▸ EXERCISE
Word for word, copy the line containing "Target: tall green grass" and every line after it in the records below, leaving pictures out.

(Image point grounding data)
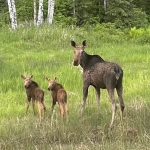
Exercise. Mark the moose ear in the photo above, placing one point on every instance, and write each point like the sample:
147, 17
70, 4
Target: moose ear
84, 43
47, 78
31, 76
22, 76
73, 44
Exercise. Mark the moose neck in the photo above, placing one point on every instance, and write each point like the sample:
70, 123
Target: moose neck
84, 60
32, 86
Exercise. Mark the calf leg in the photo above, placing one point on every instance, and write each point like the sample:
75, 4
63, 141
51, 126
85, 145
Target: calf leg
61, 109
85, 94
33, 106
41, 110
112, 99
53, 105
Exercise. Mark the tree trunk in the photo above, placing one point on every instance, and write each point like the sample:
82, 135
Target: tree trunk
35, 17
40, 13
12, 13
51, 4
105, 6
74, 8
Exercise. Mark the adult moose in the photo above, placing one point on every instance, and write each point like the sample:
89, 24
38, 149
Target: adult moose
101, 75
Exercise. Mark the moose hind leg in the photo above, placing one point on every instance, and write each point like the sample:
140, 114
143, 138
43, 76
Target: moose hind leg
33, 106
27, 106
119, 90
85, 94
112, 99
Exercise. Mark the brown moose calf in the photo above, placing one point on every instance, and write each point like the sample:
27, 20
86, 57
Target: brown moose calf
34, 94
58, 95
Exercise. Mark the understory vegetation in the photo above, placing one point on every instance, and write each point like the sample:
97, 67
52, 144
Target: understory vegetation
46, 51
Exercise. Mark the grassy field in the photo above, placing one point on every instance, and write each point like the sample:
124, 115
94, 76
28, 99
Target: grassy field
47, 52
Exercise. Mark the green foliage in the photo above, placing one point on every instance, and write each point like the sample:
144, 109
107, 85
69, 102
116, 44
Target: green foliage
141, 34
123, 14
46, 51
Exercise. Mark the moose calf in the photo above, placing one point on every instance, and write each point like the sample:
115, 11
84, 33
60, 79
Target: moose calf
58, 95
34, 94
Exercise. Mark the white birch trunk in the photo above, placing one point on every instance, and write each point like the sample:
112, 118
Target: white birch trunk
50, 15
105, 6
35, 17
12, 13
74, 8
40, 13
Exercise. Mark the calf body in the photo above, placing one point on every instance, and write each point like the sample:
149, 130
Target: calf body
101, 75
59, 95
34, 94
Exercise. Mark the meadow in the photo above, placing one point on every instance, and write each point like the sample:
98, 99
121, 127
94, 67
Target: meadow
46, 51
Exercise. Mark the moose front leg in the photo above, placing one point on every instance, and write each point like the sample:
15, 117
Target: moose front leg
27, 103
98, 96
85, 94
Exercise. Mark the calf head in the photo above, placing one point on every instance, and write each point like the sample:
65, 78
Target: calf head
78, 49
51, 83
27, 81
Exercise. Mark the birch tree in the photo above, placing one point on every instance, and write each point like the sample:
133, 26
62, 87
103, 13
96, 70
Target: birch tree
35, 12
105, 6
12, 13
40, 13
50, 15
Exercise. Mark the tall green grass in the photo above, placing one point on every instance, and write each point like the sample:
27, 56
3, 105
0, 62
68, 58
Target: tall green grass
46, 51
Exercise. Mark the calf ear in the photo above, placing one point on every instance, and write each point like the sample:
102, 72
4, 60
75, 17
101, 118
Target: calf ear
31, 76
22, 76
47, 78
84, 43
73, 44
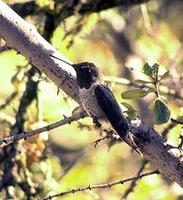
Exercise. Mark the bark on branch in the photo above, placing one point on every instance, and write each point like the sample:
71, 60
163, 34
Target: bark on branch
24, 38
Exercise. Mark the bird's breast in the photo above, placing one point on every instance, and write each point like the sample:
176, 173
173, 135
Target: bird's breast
89, 102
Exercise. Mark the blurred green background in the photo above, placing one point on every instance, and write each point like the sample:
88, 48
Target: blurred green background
119, 41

▸ OUTPUT OF THE EXERCISE
Target: tall green grass
46, 51
Exercise. Mark the calf ear in the photo above, placing one point on every instance, and write each point like the sample:
102, 72
4, 60
75, 17
101, 118
Target: calf ear
31, 76
22, 76
47, 78
84, 43
73, 44
Exercise. Mark the bark on branch in the photo above, placing one point on every instance, and write each point like the sample:
71, 60
163, 34
Target: bark on branch
24, 38
Exercise. Mark the bird's breast in the photo above, placing one point on every instance, and write each point like the sample:
176, 173
173, 135
Target: bird's breast
89, 102
Exercise. Mark the blurred green background in the photo above, placing one point on every instance, and write each point like the sample:
88, 48
Target: blurred green background
119, 41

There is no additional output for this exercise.